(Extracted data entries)
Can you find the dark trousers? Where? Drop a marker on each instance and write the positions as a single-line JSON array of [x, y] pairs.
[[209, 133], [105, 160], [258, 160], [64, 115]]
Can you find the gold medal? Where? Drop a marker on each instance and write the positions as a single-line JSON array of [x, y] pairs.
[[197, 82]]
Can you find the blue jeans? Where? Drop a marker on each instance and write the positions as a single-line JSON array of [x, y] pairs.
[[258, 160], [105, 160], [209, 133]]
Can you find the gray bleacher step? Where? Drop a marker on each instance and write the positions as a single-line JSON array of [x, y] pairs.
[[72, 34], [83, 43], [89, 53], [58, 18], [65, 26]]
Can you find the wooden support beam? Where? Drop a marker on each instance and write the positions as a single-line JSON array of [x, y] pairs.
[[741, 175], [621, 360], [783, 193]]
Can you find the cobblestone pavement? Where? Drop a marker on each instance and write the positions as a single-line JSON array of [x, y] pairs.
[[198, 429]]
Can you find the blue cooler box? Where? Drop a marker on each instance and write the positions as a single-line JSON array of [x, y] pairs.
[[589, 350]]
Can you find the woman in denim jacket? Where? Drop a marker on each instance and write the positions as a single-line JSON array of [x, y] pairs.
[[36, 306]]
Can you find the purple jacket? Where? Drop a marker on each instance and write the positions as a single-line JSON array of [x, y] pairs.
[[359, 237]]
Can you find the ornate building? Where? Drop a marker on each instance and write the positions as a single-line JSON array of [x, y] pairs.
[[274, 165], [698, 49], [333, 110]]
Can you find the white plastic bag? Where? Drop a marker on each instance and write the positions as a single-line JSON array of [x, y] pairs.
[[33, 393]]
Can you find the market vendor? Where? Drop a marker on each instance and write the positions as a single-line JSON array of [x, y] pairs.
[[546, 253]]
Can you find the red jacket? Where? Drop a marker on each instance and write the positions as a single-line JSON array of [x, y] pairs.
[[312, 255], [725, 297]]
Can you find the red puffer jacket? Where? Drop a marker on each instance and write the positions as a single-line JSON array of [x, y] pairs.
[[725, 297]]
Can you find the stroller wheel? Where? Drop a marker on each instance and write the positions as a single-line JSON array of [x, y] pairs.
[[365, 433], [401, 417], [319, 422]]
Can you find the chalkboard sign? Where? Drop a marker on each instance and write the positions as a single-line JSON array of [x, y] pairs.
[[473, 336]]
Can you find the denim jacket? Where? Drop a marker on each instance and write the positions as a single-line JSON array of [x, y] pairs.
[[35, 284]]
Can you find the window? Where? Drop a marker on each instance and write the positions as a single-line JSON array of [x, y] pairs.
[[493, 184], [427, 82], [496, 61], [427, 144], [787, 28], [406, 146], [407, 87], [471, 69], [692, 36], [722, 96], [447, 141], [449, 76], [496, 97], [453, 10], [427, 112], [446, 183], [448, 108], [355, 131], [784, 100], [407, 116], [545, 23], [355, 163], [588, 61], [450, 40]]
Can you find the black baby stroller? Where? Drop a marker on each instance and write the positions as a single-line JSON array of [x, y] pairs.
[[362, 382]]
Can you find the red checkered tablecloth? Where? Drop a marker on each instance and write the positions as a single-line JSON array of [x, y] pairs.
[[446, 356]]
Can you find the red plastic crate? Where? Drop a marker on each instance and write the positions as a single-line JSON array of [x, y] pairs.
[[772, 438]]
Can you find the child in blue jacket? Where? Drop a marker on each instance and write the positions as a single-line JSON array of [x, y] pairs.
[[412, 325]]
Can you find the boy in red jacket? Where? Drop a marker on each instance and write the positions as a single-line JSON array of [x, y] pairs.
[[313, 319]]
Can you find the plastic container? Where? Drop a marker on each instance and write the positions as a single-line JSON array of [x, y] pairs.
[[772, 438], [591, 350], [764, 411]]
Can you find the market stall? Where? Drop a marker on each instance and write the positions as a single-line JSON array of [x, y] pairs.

*What to work on*
Your answer should consist of every record, restated exactly.

*Completed task*
Can you find the dark trousers? Where? Drop a marker on each instance and write the positions as a single-line JSON array of [x, y] pairs.
[[209, 133], [105, 160], [258, 160], [64, 115]]
Can you find the gold medal? Where? Drop a marker on each instance and write the positions as a single-line JSON array of [x, y] pairs.
[[197, 82]]
Can you find the blue jeans? Where? Drop a marker on each instance and write the positions as a single-line JSON array of [x, y] pairs.
[[258, 160], [105, 160], [209, 133]]
Can you find the gray bleacher step? Where? Drop a marker on each instance and write the positions as a single-line JSON array of [x, y] pairs.
[[72, 34], [83, 43], [89, 53], [58, 18], [65, 26]]
Can you find the wooden support beam? Where? Drop a marker on each instance and write the positions as a single-line JSON array of [x, y] pairs.
[[741, 175], [621, 360], [783, 193]]
Can you find the cobblestone pavement? Where? Drop a marker on each instance and write the positions as a single-line JSON array of [x, y] pairs.
[[198, 429]]
Can you find the blue cooler box? Where? Drop a marker on each instance and write the positions as a single-line JSON array of [x, y] pairs.
[[589, 350]]
Can you find the woman in denim jacket? Where? Drop a marker on each instance and write the positions as a single-line JSON array of [x, y] pairs.
[[36, 306]]
Can you find the purple jacket? Where? Drop a marker on each instance and write the positions as a single-line JSON array of [x, y] pairs.
[[359, 237]]
Can you find the ornate building? Where? Drop a marker on each instance and write the positions as a single-line JSON array of [x, y] pairs.
[[274, 165], [698, 49], [333, 110]]
Can you find the white plastic bag? Where? Drop a marker on each instance and write the positions as a single-line JSON array of [x, y] pairs.
[[33, 393]]
Can you find the market vendor? Where? Drop a marker on each instance and write the positions as a single-line JSON array of [x, y] pairs.
[[546, 253]]
Can you find the red jacket? Where? Drop a marker on each instance and write the positions as a single-line JSON array of [x, y] pairs.
[[312, 255], [725, 297]]
Can you find the red puffer jacket? Where? Drop a marker on each instance and write the positions as a single-line JSON array of [x, y] pairs.
[[725, 297]]
Can you find the stroller wheel? Where? Drop a marker on each instance and write the positions as a single-line JSON array of [x, y] pairs.
[[365, 433], [401, 417], [319, 422]]
Can you find the chalkboard sign? Where? Drop a marker on each instance and write the positions as a single-line JSON array of [x, y] pairs.
[[473, 336]]
Can you find the denim jacket? Where? Drop a marker on each instance and write the positions as a single-line JSON array of [x, y] pairs.
[[35, 284]]
Can you find the window? Where? Drop a marker on each instance and write the positions as a single-line JSON array of [x, y] pairs.
[[493, 184], [427, 82], [496, 61], [427, 144], [787, 28], [406, 146], [407, 87], [471, 69], [692, 36], [722, 96], [447, 141], [449, 76], [496, 97], [453, 10], [427, 112], [446, 183], [448, 108], [355, 131], [784, 100], [407, 116], [545, 23], [355, 163], [588, 61], [450, 40]]
Can you find the black baby stroller? Where? Drop a marker on each instance and write the positions as a single-line JSON array of [x, y] pairs.
[[362, 382]]
Can you find the red checkered tablecloth? Where? Drop a marker on each instance and write the positions as a single-line JSON array of [x, y] pairs.
[[446, 356]]
Can you find the red plastic crate? Where? Drop a marker on each instance and write the positions as a single-line JSON array of [x, y] pairs.
[[772, 438]]
Can you find the child in blue jacket? Where? Drop a marker on each instance and write the positions as a single-line JSON array of [x, y] pairs.
[[412, 325]]
Can you find the boy in red jacket? Where? Drop a marker on each instance and write the positions as a single-line JSON array of [x, y] pairs.
[[313, 319]]
Can you find the plastic container? Where? Drop a marker on each instance and write the positions as a single-line JSON array of [x, y] pairs.
[[772, 438], [591, 350], [764, 411]]
Can you find the market stall? Where? Drop a marker on each instance and write the positions as a single-line JSON array of [x, y] pairs.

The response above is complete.